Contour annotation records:

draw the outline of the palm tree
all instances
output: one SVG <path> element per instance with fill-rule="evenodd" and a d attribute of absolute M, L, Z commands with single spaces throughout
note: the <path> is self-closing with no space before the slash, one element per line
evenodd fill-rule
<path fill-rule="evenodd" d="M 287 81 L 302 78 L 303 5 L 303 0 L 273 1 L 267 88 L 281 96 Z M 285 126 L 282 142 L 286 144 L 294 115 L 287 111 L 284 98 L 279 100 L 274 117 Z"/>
==
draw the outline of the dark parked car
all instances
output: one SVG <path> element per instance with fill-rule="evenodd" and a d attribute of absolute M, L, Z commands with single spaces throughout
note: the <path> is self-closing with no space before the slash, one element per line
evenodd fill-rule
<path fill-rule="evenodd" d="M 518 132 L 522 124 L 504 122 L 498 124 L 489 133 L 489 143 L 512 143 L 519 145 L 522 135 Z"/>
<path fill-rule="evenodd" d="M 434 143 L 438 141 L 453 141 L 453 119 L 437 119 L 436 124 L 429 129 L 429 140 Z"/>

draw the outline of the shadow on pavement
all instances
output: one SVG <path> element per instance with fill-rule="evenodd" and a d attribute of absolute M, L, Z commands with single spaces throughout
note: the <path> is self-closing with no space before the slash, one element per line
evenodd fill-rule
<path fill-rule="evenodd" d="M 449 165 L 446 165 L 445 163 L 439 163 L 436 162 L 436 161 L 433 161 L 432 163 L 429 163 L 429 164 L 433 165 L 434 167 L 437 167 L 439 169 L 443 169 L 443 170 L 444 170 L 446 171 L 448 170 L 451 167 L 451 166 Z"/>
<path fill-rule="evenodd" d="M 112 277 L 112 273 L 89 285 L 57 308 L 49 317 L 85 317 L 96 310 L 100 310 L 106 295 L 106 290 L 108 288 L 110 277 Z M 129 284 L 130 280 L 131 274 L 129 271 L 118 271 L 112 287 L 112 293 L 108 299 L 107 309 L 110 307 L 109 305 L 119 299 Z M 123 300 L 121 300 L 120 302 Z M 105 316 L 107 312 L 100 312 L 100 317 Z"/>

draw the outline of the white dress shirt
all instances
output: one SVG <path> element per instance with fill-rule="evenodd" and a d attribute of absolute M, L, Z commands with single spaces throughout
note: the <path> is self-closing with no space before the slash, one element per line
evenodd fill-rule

AIM OF THE TASK -
Turn the lines into a numbered list, leaving out blank ones, starting with the line containing "draw the outline of the dark parked car" and going on through the line containing "518 132 L 522".

TASK ANSWER -
1. draw the outline of the dark parked car
2. all instances
3. output: one SVG <path> element per instance with fill-rule="evenodd" and a d attribute of absolute M, L, Z commands with single spaces throughout
4. note: the <path> is self-closing with no space before the slash, one element per line
5. evenodd fill-rule
6. <path fill-rule="evenodd" d="M 518 132 L 522 124 L 504 122 L 498 124 L 489 133 L 489 143 L 512 143 L 519 145 L 522 135 Z"/>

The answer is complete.